■ Exercise aim:
Copy the records word for word, from the start through the line that contains "0,370,299,451", and leave out the pictures.

■ Provided records:

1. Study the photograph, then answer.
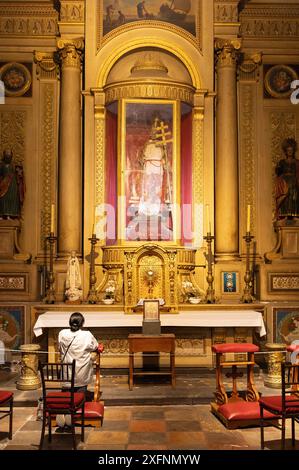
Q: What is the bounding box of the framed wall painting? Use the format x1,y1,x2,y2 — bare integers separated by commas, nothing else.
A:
221,271,239,294
0,62,32,97
143,299,160,321
97,0,202,47
0,305,25,349
118,100,180,242
273,305,299,344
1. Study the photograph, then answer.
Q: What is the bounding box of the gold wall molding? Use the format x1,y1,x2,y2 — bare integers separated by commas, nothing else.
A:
59,0,85,23
240,82,256,241
238,52,262,82
57,38,84,68
240,2,299,41
40,83,56,250
95,110,105,205
192,107,205,246
214,0,240,23
0,110,27,164
97,0,203,50
215,38,242,67
270,111,296,218
105,81,195,105
0,1,58,36
34,51,60,80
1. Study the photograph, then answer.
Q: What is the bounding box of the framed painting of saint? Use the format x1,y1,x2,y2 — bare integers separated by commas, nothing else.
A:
119,100,179,242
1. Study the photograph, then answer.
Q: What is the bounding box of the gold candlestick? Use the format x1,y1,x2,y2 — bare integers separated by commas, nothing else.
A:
203,232,216,304
87,233,99,304
44,232,57,304
241,231,255,304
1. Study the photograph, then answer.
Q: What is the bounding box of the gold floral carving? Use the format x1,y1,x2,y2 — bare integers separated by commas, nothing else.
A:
34,51,60,80
0,2,58,36
270,111,296,214
240,82,256,239
0,111,27,164
60,0,85,23
40,82,55,250
0,274,26,291
215,39,241,67
192,107,204,244
97,0,202,50
105,82,194,104
214,0,239,23
57,38,84,68
95,107,105,205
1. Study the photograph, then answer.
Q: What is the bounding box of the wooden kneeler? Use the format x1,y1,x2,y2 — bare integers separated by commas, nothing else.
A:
78,344,104,428
211,343,277,429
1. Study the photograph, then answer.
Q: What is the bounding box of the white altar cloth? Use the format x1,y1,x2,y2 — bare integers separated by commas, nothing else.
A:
33,310,266,336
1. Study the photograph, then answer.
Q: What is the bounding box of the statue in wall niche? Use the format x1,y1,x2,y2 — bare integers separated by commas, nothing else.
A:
275,139,299,220
0,149,25,220
65,251,82,303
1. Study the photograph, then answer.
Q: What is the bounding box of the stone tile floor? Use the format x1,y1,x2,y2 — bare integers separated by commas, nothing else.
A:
0,370,299,451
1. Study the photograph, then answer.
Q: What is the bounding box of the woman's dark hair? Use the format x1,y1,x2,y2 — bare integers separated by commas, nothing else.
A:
69,312,84,331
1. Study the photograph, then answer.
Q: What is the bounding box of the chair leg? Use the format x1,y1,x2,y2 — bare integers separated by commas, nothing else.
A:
71,413,77,450
260,406,265,450
292,417,296,447
81,404,85,442
39,413,47,450
281,416,286,450
8,398,13,440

■ Response to the exercise:
1. Study the photograph, then answer.
Q: What is the bounding box of the framed wall painting? Use the format x1,y1,x2,y2 — bare integers separated by commas, nothing else.
A:
221,271,239,294
0,62,32,97
143,299,160,321
97,0,202,47
0,305,25,349
118,100,180,242
273,305,299,344
1. Study the photograph, then answer.
Q: What is the bounding box of the gold wall molding? Use the format x1,y1,x2,y2 — bare integers separated by commas, nothing else.
A:
59,0,85,23
240,82,256,241
238,52,262,82
57,38,84,68
240,2,299,41
40,83,56,250
95,110,105,205
192,107,205,246
214,0,240,23
0,110,27,164
97,0,203,50
215,38,242,67
270,111,296,218
105,81,195,105
0,1,58,36
34,51,60,80
1. Study the photograph, then answer.
Q: What is the bounding box of the framed painting of saint? Use the format x1,y1,x2,y2 — bare integers separated by commas, nothing else.
A:
119,100,179,242
1. Study the photograph, then answer.
Q: What is the bounding box of the gold candlestick? Use the format x1,y1,x2,y2 — bare integers separated by commas, nothing else.
A:
203,232,216,304
87,233,99,304
44,232,57,304
241,231,255,304
1. Study the photograph, then answer.
Q: What is the bounding box of the gold floral carving? Use the format x1,y1,x2,y2 — bare integers separated by commas, nothing else.
A:
34,51,60,80
0,2,58,36
270,111,296,214
240,82,256,239
0,111,27,164
60,0,85,23
40,82,55,250
0,274,26,291
215,39,241,67
192,107,204,244
97,0,202,50
105,82,194,104
214,0,239,23
57,38,84,68
95,107,105,205
1. Study the photograph, then answer.
Q: What is the bounding box of the wooden kneeler? Use the format x1,y1,x2,y2 — bare integers separated by commas, nothing else.
A:
78,344,104,428
211,343,277,429
1. Study the photograph, then answer.
Q: What is the bounding box of the white altar cloth? Use the format x1,y1,x2,y2 — bare integers separated by commas, nothing else.
A:
33,310,266,336
1. Study the photograph, then answer.
Q: What is the bounding box of the statue in wall niche? Use the format x1,y1,x2,y2 — bare integers separated by commas, nothing else.
A:
275,139,299,220
0,149,25,220
65,251,82,303
1. Study the photograph, then answer.
Q: What is the bounding box of the stone tile floor? Use the format x1,y1,x2,y2 — bare integers separated by commas, nothing else.
A:
0,370,299,451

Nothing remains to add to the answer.